• Work task 1: List every scheduled speaker the ASIS&T news item names for the LACASIST workshop.
• Work task 2:
Using the ASIS&T news item, answer these questions:
(a) What dates and city are given for the 2009 ASIS&T Annual Meeting?
(b) At which hotel was the 10th anniversary IA Summit held?
(c) What is Jared Bendis's current position?
• Work task 3: Reproduce the stretch of the ASIS&T news item from "Visit the EuroIA" through "Vancouver, British Columbia.".
Selected passage below:
Visit the EuroIA website at www.euroia.org/ for updates on meeting plans.
EuroIA follows on the heels of the successful 10th anniversary IA Summit held in Memphis, Tennessee, March 18-22, at the Peabody Hotel. And it precedes the 2009 ASIS&T Annual Meeting, to be held this year November 6-11, in Vancouver, British Columbia.
2009 ASIS&T Annual Meeting
The Annual Meeting theme is Thriving on Diversity – Information Opportunities in a Pluralistic World. Meeting organizers note that we live in a culture where countries, organizations and individuals have never been so closely linked politically, economically and socially. These linkages are founded on rapid and efficient information transfer and access. Yet we also co-exist in a world that displays its rich cultural diversity and relies upon information sharing to reinforce its plurality. The 2009 Annual Meeting will give participants the opportunity to explore how information research and practice can promote global communication while maintaining diversity.
Keep up with the plans for the 2009 ASIS&T Annual Meeting by checking the website regularly.
Recent ASIS&T Chapter Activities
The Northern Ohio chapter of ASIS&T (NORASIST) featured Jared Bendis discussing Non-Linear Thinking and New Media Literacy at a recent evening meeting. Bendis, award-winning artist, photographer, filmmaker and teacher from Cleveland, is currently creative director of new media in the Freedman Center of Case Western Reserve University. He specializes in photograph, virtual reality and computer graphics.
The Los Angeles Chapter of ASIS&T (LACASIST) centered its annual workshop around the topic of
Accessibility: Are you Reaching Everyone? The program focused on the accessibility and usability of websites and web-based products and services. Given the fine line between accessibility and usability in today’s realm of information technology, the two terms are often intertwined. Yet fundamentally,
accessibility refers to the general availability of products and services; the mere availability of an accessible technology does not ensure its usability. Ultimately, when users with disabilities cannot use a product or service – regardless of its accessibility – it becomes a usability issue that should be addressed. Among the scheduled speakers were
Rhea Joyce Rubin, librarian; Gerry Hanley, executive director of MERLOT;
Patrick Burke, UCLA Disabilities and Computing Program; and Susan
Cullen, CSUN Accessible Technology Initiative.
End of Selected passage.
Study material below:
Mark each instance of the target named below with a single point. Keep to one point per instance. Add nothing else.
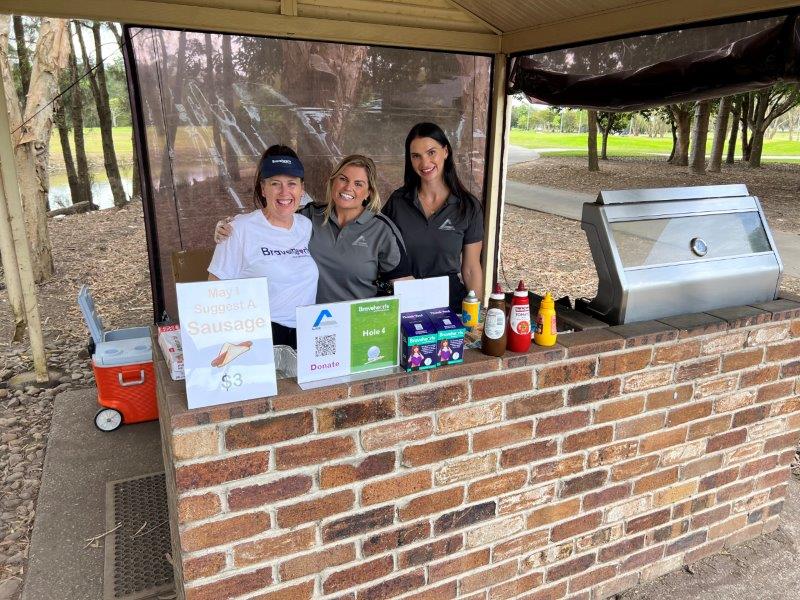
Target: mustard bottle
(546, 332)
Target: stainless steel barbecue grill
(670, 251)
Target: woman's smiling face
(282, 193)
(427, 158)
(350, 187)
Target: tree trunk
(23, 55)
(31, 142)
(66, 150)
(720, 131)
(702, 112)
(81, 161)
(100, 92)
(594, 165)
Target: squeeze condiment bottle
(493, 340)
(519, 321)
(545, 334)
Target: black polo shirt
(434, 245)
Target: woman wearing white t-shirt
(273, 242)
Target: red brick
(572, 567)
(571, 372)
(454, 566)
(502, 384)
(312, 564)
(656, 481)
(265, 549)
(196, 508)
(521, 455)
(726, 440)
(588, 438)
(263, 432)
(355, 414)
(257, 495)
(215, 472)
(634, 467)
(431, 503)
(620, 409)
(759, 376)
(534, 404)
(612, 454)
(427, 553)
(360, 523)
(697, 369)
(583, 483)
(640, 425)
(396, 586)
(224, 531)
(395, 487)
(615, 364)
(361, 573)
(394, 433)
(553, 513)
(314, 452)
(737, 361)
(315, 510)
(496, 485)
(562, 422)
(232, 586)
(366, 468)
(203, 566)
(502, 435)
(593, 392)
(671, 397)
(663, 439)
(432, 399)
(436, 451)
(396, 538)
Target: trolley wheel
(108, 419)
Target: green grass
(574, 144)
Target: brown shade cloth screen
(663, 68)
(210, 104)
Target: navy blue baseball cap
(282, 165)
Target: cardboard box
(169, 340)
(418, 342)
(449, 335)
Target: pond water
(61, 197)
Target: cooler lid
(89, 310)
(123, 352)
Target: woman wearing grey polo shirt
(436, 211)
(353, 244)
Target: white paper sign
(227, 341)
(417, 295)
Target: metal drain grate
(136, 565)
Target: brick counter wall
(572, 472)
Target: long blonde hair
(366, 163)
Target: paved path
(569, 204)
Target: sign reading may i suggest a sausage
(227, 341)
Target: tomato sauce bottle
(519, 320)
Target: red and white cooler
(123, 369)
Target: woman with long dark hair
(437, 215)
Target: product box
(418, 342)
(169, 340)
(449, 335)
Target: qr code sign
(325, 345)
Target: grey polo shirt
(434, 245)
(351, 259)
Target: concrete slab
(79, 461)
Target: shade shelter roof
(507, 26)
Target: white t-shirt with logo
(256, 248)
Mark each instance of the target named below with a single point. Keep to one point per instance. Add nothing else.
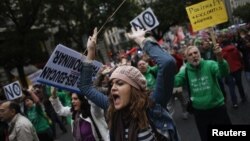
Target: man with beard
(206, 97)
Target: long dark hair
(84, 108)
(139, 103)
(85, 112)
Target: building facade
(231, 5)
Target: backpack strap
(96, 129)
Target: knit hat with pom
(130, 75)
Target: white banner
(63, 69)
(13, 90)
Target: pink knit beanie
(130, 75)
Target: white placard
(146, 20)
(13, 90)
(34, 76)
(63, 69)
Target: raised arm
(85, 84)
(165, 62)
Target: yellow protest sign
(206, 14)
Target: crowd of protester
(132, 97)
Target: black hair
(84, 109)
(14, 105)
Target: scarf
(121, 121)
(76, 128)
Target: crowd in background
(35, 115)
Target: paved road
(187, 128)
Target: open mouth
(116, 98)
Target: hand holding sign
(217, 51)
(91, 45)
(137, 35)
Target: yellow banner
(207, 14)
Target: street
(187, 128)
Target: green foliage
(243, 12)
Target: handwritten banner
(207, 14)
(63, 69)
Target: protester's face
(6, 114)
(120, 92)
(28, 103)
(205, 45)
(193, 56)
(38, 91)
(142, 66)
(76, 103)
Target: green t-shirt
(204, 88)
(38, 118)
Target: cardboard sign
(13, 90)
(146, 20)
(207, 14)
(34, 76)
(63, 69)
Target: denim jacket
(158, 114)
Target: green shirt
(37, 117)
(204, 88)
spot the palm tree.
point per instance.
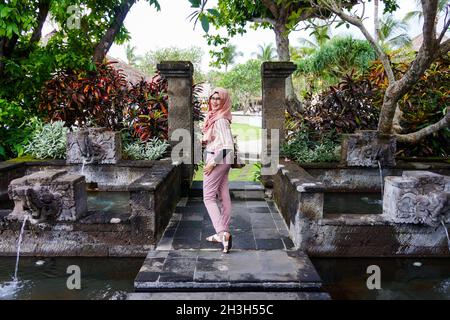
End of Study material.
• Task solution 1:
Rhea Joyce Rubin
Gerry Hanley
Patrick Burke
Susan Cullen

• Task solution 2:
(a) November 6-11, in Vancouver, British Columbia.
(b) The Peabody Hotel.
(c) Creative director of new media in the Freedman Center of Case Western Reserve University.

• Task solution 3:
Visit the EuroIA website at www.euroia.org/ for updates on meeting plans.
EuroIA follows on the heels of the successful 10th anniversary IA Summit held in Memphis, Tennessee, March 18-22, at the Peabody Hotel. And it precedes the 2009 ASIS&T Annual Meeting, to be held this year November 6-11, in Vancouver, British Columbia.